** Opening Supplied passage block **
Vantage Point: Misperceptions Print E-mail
Written by Wendy Lathrop, LS, CFM   
Thursday, 21 October 2010

A 105Kb PDF of this article as it appeared in the magazine—complete with images—is available by clicking HERE

This is a different kind of story than what I usually write. It is about people who look normal but are not. That is not to say that they are strange, only that they have something different about them that is not immediately evident. And that can cause troubles with other people who immediately judge by their own first impressions.

The impetus for this story is a friend who last summer tripped on a loose stone in a city sidewalk, falling and hitting her head. She was en route between her office and a client's office, so she was, as a lawyer, "dressed to the nines", although perhaps her shoes were not as high heeled as some due to her already imposing height of 5'10". The impact of the fall stunned her, and she was taken to a nearby hospital but released quickly after discovering no external injuries.

Headaches set in immediately, incapacitating her for hours at a time to the point that she was not able to work. Furthermore, she started having trouble finding the words she wanted, and her speech became halting, sometimes difficult to follow as her thoughts refused to flow to completion. Her ability to comprehend what she read also diminished, a result of altered concentration and retention. Obviously, as a litigator, she was not able to stand in front of a courtroom, but neither was she able to prepare paperwork in the office.

She asked her employers for a medical leave of absence--after all, she had been injured on the job--and only after a long struggle was granted her request. But she had to spend the first six weeks of her leave answering questions and organizing files for her employer, so that her "recuperation time" was still laced by stress and her recovery continued to stall, eight months after the accident. Meanwhile, her employers kept telling her that she looked fine, so whatever was the matter that she needed time off at all?

About a month after she was finally allowed the "time off" part of her leave, without work responsibilities, she was still unable to secure the cognitive therapy from her medical provider that she wanted and needed, although she was diagnosed as now having the reading ability of a tenth grader. And then her employer decided to terminate her in the midst of her approved leave. It took another two months, during which she had to hire another lawyer to represent her, to secure a proper severance package and medical coverage for her on-the-job injury.
** Closing Supplied passage block **
Using the information:
1: In the article on misperceptions, what did the friend trip on?
2: Retype the article on misperceptions, beginning at the words "Vantage Point: Misperceptions" and stopping after "own first impressions.".
3: Write what comes next in the article on misperceptions, picking up after its final sentence.
** Opening Given records block **
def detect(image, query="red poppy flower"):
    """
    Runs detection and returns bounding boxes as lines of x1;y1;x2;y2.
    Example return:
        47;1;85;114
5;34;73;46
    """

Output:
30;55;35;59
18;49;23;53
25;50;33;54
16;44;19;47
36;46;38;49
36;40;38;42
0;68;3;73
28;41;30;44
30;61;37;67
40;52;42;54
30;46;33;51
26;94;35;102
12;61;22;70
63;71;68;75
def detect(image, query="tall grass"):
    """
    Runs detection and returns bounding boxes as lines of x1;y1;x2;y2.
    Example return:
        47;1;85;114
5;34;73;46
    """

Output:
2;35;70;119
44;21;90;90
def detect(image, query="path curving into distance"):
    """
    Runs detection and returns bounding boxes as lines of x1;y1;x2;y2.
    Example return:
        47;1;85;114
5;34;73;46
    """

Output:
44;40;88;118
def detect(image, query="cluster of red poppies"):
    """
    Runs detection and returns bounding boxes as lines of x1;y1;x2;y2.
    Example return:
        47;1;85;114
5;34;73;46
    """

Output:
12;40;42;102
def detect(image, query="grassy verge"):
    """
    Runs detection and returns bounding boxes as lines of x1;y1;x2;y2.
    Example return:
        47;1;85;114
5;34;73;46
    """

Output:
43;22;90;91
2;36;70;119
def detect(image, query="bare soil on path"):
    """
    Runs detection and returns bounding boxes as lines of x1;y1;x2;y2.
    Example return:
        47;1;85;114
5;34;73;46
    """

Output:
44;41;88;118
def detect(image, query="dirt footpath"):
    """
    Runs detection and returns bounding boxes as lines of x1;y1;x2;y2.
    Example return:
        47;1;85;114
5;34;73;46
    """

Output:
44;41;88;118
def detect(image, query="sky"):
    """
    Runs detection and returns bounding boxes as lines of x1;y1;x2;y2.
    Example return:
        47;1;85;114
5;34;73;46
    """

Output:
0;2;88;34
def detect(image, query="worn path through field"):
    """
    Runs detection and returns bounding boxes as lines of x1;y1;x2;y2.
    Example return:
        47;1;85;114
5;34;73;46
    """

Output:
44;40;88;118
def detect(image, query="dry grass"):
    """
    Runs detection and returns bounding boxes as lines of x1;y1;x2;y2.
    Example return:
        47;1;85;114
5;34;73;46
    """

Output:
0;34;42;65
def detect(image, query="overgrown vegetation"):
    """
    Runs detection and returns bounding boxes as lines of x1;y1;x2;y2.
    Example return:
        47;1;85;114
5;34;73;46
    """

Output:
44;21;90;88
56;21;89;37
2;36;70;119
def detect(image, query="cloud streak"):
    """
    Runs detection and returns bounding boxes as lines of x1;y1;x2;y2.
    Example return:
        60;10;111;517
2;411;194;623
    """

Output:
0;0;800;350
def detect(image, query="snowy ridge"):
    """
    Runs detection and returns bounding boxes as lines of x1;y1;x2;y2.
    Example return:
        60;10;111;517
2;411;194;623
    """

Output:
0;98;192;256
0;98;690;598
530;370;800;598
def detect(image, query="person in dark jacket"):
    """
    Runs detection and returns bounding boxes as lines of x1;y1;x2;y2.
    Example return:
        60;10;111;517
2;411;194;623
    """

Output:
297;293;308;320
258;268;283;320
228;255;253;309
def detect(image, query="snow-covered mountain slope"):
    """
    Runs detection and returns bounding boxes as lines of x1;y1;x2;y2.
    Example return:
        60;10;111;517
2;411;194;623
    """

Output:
** Closing Given records block **
Results:
1: She tripped on a loose stone in a city sidewalk.

2:
Vantage Point: Misperceptions Print E-mail
Written by Wendy Lathrop, LS, CFM   
Thursday, 21 October 2010

A 105Kb PDF of this article as it appeared in the magazine—complete with images—is available by clicking HERE

This is a different kind of story than what I usually write. It is about people who look normal but are not. That is not to say that they are strange, only that they have something different about them that is not immediately evident. And that can cause troubles with other people who immediately judge by their own first impressions.

3:
Her story is not unique. Too often we perceive people as we wish them to be rather than as they are, and cannot understand or accept that something invisible to the eye could be affecting the way that someone is thinking, speaking, moving, behaving. The cause can be an injury, it can be an illness (or leftovers from a prior illness), it can be a developmental disability, or it can be just a difference in the way one brain has been trained to operate.

When I was in college, there was a young man who used to walk through town singing at the top of his lungs whenever he was happy. While his voice was pleasant, the songs that he would sing sometimes caused strangers to step away from him and look back in alarm, disgust, or embarrassment. After all, it was not "normal" for a 25-year-old apparently hale and hearty guy to be belting out the theme song to the Mickey Mouse club in complete and unreserved glee.

But what they did not know was that Harry had survived surgery to remove brain tumors, more than once, and in the process some of the inhibitions trained into him by his family had disappeared. He was perfectly capable of holding an intense conversation about the social implications of sheltering runaway children from abusive families or how to repair an electrical socket. He supported himself and had a steady job. Yes, he was sometimes rash in his decisions, probably related to the changes in his brain from the surgeries, and this caused him bumps in the road from time to time. But he was a good person and a staunch friend, always looking to protect individuals and society as a whole. Although it never bothered Harry, it hurt his friends to see how strangers shunned or mistreated him.

Nearly 30 years ago my brother called me in utter depression about a recent visit to the eye doctor. As he described the symptoms of his diagnosed congenital and hereditary condition, I realized that he could be describing my own symptomatic condition, and a series of tests not long afterwards confirmed that we share the same retinal degenerative disease. While continuing to adapt to my ongoing and incurable loss of peripheral vision, I find that my "different" vision is sometimes perceived by the unknowing as carelessness, impoliteness, or worse.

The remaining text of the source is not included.